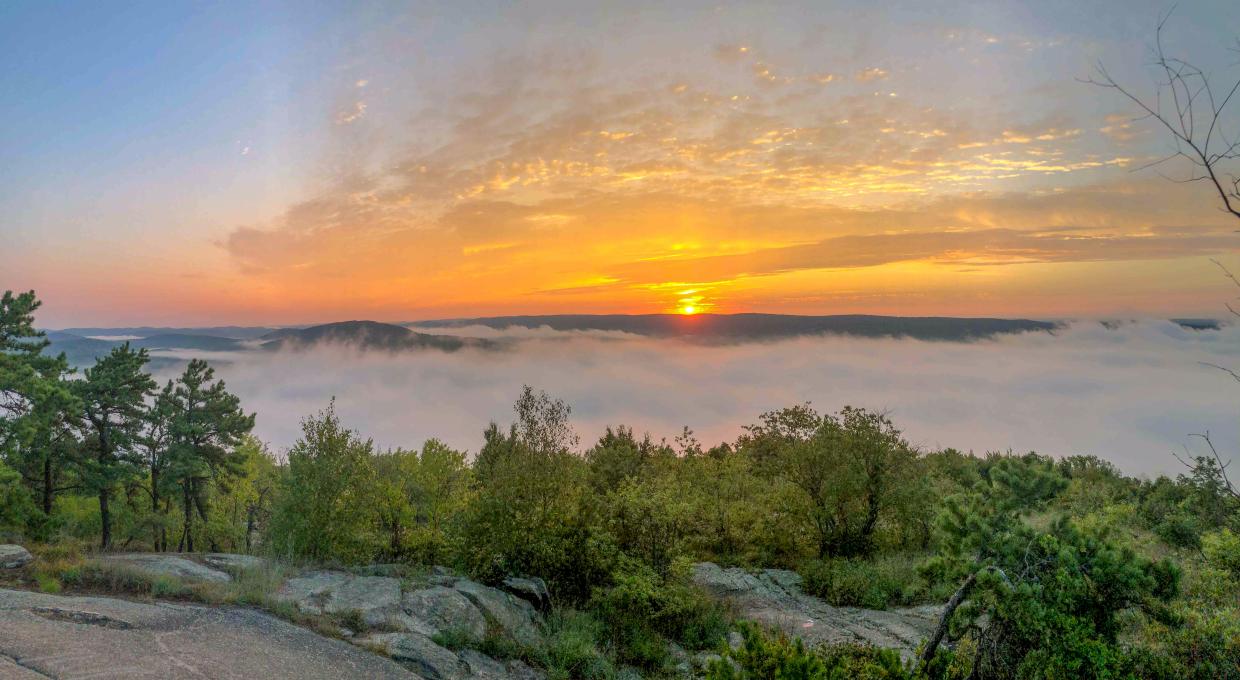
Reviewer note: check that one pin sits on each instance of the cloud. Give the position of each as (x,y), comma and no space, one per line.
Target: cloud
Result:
(352,114)
(546,173)
(872,73)
(1081,390)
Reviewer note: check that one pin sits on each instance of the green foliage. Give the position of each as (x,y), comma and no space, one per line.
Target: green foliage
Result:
(763,657)
(420,499)
(874,583)
(1050,598)
(572,647)
(16,508)
(848,472)
(641,609)
(531,513)
(206,426)
(112,395)
(325,509)
(1222,549)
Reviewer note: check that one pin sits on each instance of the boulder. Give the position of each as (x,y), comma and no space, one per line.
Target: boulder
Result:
(437,609)
(233,561)
(13,556)
(442,576)
(419,654)
(515,616)
(480,666)
(531,590)
(774,598)
(311,591)
(376,598)
(155,563)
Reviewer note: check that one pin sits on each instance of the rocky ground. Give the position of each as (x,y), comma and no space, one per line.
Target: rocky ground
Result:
(45,635)
(774,597)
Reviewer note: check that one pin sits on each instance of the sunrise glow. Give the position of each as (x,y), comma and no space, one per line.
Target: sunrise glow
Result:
(807,160)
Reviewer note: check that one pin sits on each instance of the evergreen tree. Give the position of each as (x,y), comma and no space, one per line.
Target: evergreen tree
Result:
(113,407)
(207,423)
(37,408)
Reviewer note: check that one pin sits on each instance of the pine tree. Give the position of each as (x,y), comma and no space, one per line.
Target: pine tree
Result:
(37,408)
(207,423)
(113,396)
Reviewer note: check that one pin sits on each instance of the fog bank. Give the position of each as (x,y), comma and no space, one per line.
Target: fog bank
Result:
(1131,393)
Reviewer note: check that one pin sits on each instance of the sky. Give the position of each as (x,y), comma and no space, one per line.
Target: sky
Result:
(283,163)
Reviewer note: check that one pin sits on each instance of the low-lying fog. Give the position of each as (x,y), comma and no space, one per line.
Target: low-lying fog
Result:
(1131,395)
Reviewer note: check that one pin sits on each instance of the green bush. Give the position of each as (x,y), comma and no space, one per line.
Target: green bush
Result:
(47,582)
(642,611)
(765,657)
(572,648)
(874,583)
(1222,549)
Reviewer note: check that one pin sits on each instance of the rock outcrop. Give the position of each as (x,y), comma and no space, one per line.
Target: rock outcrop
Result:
(14,556)
(44,635)
(406,624)
(154,563)
(774,598)
(233,561)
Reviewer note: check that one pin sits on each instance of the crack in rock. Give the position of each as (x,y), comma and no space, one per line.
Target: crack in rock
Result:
(87,618)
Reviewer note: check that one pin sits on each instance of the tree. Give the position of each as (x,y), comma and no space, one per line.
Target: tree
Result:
(847,469)
(1049,599)
(1195,116)
(242,508)
(325,506)
(530,514)
(207,423)
(423,496)
(154,444)
(113,395)
(37,407)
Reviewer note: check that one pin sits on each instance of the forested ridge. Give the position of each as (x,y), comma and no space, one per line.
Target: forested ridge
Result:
(1050,567)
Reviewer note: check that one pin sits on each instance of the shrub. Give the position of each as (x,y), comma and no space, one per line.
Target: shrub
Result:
(765,657)
(47,582)
(166,586)
(642,608)
(572,648)
(1222,549)
(872,583)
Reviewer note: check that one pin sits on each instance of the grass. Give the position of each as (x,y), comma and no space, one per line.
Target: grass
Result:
(873,583)
(66,566)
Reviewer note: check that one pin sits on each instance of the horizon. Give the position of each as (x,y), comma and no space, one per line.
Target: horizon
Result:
(365,160)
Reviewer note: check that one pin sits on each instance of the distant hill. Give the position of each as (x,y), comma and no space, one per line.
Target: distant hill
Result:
(83,351)
(189,341)
(763,326)
(237,333)
(368,335)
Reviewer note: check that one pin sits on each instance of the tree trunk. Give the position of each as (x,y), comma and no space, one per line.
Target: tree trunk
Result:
(189,519)
(956,599)
(104,519)
(155,530)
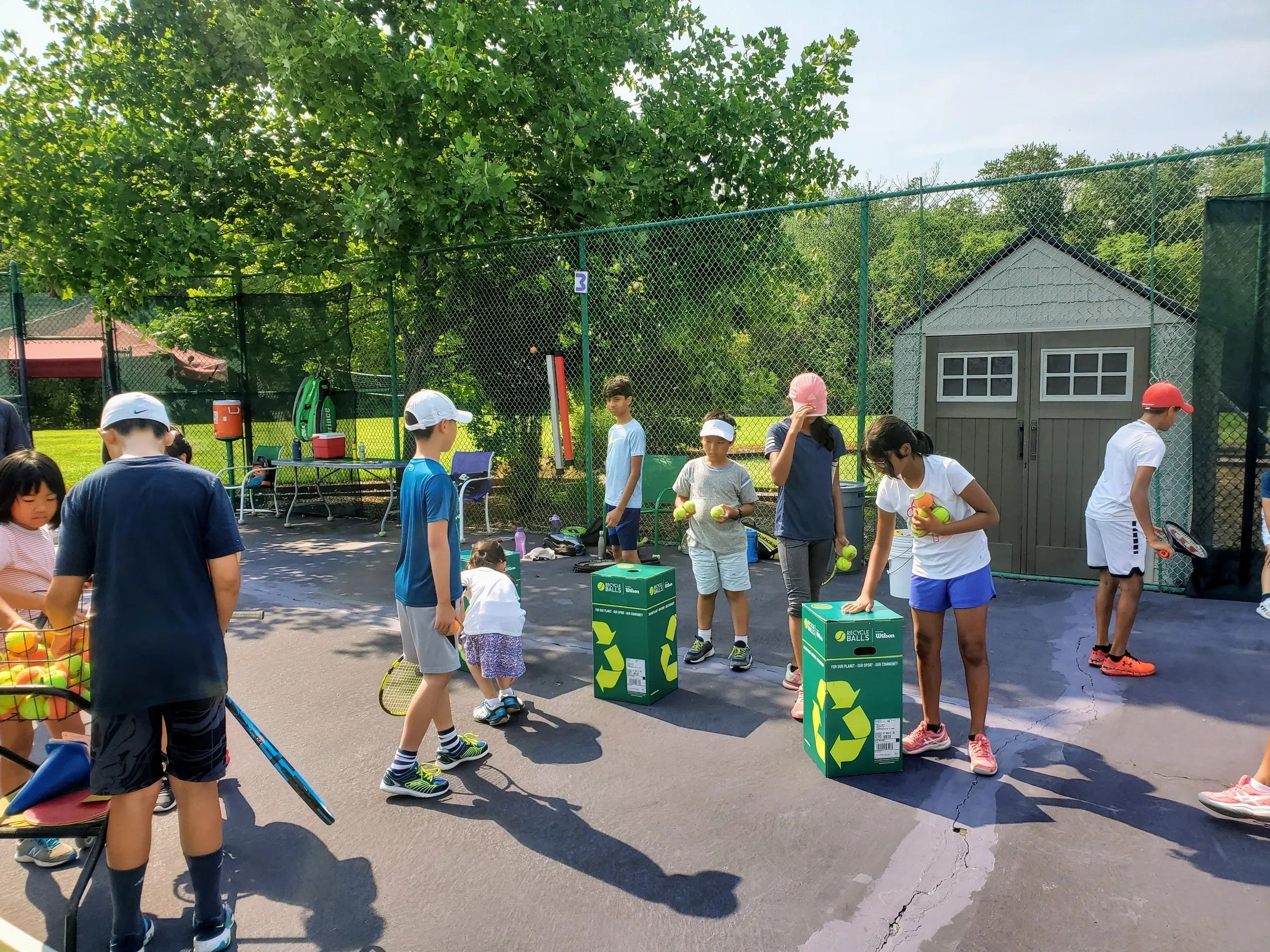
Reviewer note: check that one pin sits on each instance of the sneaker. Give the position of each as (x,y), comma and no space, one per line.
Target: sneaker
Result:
(1241,801)
(1128,667)
(982,760)
(149,933)
(472,749)
(215,936)
(45,853)
(700,652)
(920,740)
(167,801)
(426,782)
(483,714)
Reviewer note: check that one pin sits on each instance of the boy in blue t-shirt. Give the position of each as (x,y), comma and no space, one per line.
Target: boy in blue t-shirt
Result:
(164,592)
(624,483)
(429,591)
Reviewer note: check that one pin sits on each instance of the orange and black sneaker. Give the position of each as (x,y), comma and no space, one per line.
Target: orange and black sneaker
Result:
(1127,667)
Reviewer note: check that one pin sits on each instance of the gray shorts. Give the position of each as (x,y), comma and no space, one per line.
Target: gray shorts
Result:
(423,645)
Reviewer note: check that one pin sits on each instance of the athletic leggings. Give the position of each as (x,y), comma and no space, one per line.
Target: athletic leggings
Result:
(804,564)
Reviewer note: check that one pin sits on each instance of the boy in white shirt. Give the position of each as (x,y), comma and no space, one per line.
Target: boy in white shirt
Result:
(1119,531)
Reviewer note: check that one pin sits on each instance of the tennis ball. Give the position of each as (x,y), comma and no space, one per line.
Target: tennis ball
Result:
(21,642)
(33,709)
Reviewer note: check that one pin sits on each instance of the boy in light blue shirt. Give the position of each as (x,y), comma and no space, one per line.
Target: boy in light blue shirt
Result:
(624,486)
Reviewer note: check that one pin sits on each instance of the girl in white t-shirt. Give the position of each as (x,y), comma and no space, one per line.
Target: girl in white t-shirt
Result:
(493,629)
(32,490)
(948,513)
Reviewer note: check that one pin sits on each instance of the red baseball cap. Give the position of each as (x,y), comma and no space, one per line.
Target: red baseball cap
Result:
(1162,395)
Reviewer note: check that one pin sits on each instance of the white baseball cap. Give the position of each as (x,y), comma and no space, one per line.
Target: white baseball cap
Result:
(429,408)
(134,407)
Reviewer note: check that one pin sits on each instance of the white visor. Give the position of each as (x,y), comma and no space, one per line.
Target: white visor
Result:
(718,428)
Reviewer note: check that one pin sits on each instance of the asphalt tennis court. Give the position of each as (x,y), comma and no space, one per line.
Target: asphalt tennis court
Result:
(699,823)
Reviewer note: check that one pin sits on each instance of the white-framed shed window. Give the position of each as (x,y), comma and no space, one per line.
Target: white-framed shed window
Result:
(1086,373)
(978,376)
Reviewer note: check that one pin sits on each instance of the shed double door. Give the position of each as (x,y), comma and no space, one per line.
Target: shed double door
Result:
(1029,416)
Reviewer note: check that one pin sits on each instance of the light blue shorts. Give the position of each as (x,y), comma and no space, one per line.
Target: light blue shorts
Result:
(969,591)
(711,570)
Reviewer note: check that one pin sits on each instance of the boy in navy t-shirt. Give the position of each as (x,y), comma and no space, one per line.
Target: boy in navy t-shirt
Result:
(429,590)
(164,592)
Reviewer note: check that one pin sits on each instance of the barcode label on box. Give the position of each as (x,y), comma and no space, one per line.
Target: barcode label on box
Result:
(636,677)
(887,739)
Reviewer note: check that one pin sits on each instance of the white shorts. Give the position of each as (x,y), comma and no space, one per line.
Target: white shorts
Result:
(1121,547)
(710,570)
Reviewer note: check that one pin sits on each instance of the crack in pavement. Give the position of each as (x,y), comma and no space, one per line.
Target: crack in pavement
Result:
(938,869)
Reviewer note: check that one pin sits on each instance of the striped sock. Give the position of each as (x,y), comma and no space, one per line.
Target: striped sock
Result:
(450,742)
(404,762)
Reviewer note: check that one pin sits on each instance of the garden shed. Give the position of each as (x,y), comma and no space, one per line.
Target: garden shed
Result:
(1024,370)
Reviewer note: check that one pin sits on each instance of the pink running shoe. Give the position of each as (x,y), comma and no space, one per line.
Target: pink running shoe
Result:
(920,739)
(982,760)
(1242,801)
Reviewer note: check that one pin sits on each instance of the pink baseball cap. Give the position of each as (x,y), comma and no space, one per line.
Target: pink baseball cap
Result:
(810,390)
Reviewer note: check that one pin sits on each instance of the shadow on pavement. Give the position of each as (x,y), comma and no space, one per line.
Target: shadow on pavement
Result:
(552,828)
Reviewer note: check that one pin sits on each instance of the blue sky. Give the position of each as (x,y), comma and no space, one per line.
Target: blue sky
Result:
(952,84)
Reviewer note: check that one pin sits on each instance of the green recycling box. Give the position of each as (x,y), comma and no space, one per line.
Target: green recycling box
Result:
(854,688)
(633,621)
(513,570)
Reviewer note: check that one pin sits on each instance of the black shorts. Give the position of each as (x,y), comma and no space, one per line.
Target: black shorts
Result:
(127,748)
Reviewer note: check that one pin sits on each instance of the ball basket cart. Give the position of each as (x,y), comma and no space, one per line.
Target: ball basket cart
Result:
(45,674)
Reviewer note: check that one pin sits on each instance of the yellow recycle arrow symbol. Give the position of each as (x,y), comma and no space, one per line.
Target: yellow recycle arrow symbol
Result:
(607,677)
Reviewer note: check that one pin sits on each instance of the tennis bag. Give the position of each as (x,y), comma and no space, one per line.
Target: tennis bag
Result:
(314,411)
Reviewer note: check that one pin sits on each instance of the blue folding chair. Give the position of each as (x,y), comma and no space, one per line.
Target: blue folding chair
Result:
(470,470)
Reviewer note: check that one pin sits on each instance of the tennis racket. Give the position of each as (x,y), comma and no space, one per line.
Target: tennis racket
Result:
(1183,542)
(398,688)
(281,765)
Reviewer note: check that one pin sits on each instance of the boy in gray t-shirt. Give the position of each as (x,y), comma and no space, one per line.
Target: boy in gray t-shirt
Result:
(714,493)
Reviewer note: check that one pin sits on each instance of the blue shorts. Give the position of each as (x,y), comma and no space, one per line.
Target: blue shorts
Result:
(969,591)
(627,535)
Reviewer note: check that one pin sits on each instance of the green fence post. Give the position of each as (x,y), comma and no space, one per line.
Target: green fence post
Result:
(19,336)
(586,386)
(397,416)
(863,356)
(246,377)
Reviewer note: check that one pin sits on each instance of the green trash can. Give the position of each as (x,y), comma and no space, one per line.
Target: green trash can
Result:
(513,570)
(633,624)
(854,688)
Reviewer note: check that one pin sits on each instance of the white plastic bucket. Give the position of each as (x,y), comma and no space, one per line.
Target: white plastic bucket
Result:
(899,568)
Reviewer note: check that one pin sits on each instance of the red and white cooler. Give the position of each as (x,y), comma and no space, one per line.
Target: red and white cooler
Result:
(329,446)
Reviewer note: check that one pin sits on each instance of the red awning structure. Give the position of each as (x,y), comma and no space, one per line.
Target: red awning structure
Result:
(76,352)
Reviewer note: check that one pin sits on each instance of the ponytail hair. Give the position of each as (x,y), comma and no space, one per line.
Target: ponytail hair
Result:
(487,554)
(888,434)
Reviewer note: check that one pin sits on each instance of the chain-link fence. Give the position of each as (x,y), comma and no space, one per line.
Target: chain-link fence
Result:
(1015,319)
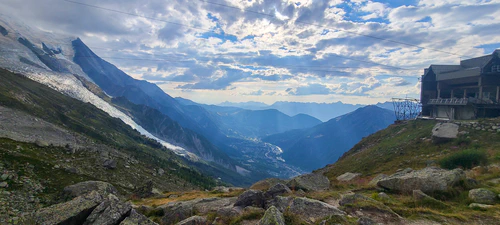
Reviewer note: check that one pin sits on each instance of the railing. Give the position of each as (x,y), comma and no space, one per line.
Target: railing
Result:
(461,101)
(448,101)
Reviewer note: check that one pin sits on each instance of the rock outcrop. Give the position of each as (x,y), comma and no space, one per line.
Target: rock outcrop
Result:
(444,132)
(348,176)
(483,196)
(111,211)
(178,211)
(194,220)
(278,189)
(309,209)
(428,180)
(309,182)
(86,187)
(272,217)
(75,211)
(91,207)
(376,179)
(251,198)
(136,218)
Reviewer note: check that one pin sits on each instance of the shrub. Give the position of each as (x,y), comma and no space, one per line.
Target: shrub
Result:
(466,159)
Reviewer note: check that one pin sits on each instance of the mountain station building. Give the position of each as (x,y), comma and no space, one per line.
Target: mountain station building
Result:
(467,91)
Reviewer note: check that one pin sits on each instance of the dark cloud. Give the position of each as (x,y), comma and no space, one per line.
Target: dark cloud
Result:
(311,89)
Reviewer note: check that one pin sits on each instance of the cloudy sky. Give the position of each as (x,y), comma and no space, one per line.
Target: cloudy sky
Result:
(210,51)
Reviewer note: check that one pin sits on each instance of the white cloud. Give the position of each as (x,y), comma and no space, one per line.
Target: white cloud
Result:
(308,55)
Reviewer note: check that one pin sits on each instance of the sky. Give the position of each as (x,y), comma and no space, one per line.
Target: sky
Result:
(211,51)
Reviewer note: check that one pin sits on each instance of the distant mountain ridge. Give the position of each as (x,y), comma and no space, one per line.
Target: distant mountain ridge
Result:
(256,123)
(322,111)
(323,144)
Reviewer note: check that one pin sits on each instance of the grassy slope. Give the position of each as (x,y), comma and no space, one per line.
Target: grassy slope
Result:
(408,145)
(38,100)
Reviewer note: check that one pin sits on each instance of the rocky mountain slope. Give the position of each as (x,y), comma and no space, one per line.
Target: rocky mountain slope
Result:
(49,140)
(255,159)
(48,58)
(347,192)
(320,145)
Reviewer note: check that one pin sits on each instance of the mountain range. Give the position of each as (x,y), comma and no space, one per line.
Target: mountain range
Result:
(237,145)
(323,144)
(322,111)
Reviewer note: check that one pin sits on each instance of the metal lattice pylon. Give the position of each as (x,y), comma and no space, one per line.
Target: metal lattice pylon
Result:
(406,108)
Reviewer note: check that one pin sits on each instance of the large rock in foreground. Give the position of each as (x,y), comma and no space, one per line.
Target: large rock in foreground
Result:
(194,220)
(137,219)
(109,212)
(72,212)
(272,217)
(444,132)
(251,198)
(309,182)
(178,211)
(348,176)
(278,189)
(84,188)
(428,180)
(308,209)
(481,195)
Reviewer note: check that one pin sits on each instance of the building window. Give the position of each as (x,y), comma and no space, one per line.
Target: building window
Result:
(495,68)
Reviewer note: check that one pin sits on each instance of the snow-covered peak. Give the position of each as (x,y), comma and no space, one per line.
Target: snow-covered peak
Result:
(16,57)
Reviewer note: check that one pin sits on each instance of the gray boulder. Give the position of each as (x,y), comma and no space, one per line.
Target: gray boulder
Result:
(194,220)
(109,212)
(481,195)
(379,177)
(418,195)
(421,199)
(109,164)
(480,206)
(145,191)
(71,212)
(177,211)
(309,182)
(251,198)
(366,221)
(428,180)
(444,132)
(272,217)
(86,187)
(355,198)
(276,190)
(137,219)
(348,176)
(230,212)
(309,209)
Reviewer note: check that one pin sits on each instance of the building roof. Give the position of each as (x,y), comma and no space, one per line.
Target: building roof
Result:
(476,62)
(468,67)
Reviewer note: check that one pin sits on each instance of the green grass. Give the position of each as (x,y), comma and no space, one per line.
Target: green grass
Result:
(466,159)
(21,93)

*PROBLEM TO WORK ON:*
In the records above, find the lines containing "station" and copy them.

*RESULT FOR THIS EXERCISE:*
Reviewer note: check that one pin sits on each instance of the mountain station building. Give the position of each as (x,y), comma and no space, one per line.
Target: mountain station building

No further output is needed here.